------ Data extracts ------
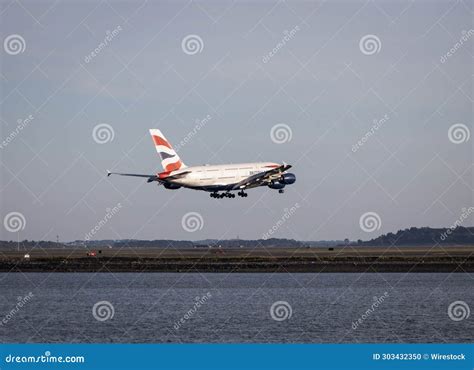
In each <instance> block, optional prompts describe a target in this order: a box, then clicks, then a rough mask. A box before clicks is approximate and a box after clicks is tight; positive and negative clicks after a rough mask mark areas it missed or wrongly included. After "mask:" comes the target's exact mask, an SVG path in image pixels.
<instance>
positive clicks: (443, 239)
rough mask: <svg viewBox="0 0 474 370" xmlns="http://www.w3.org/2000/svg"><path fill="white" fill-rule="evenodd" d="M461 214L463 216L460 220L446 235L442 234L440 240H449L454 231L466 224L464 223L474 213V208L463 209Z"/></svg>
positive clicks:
------
Reproduce every line of the items above verbatim, omitting the pictures.

### Solution for this problem:
In each <instance> block, optional prompts describe a target in this order: a box, then clicks, then a rough mask. A box before clicks is approximate and a box after clicks is tight; positive and negative clicks after a rough mask mark areas it missed or wrongly included. After "mask:" comes the target's exact mask, an SVG path in image pixels.
<instance>
positive clicks: (443, 239)
rough mask: <svg viewBox="0 0 474 370" xmlns="http://www.w3.org/2000/svg"><path fill="white" fill-rule="evenodd" d="M461 214L463 216L460 220L446 235L442 234L440 240H449L454 231L466 224L464 223L474 213V208L463 209Z"/></svg>
positive clicks:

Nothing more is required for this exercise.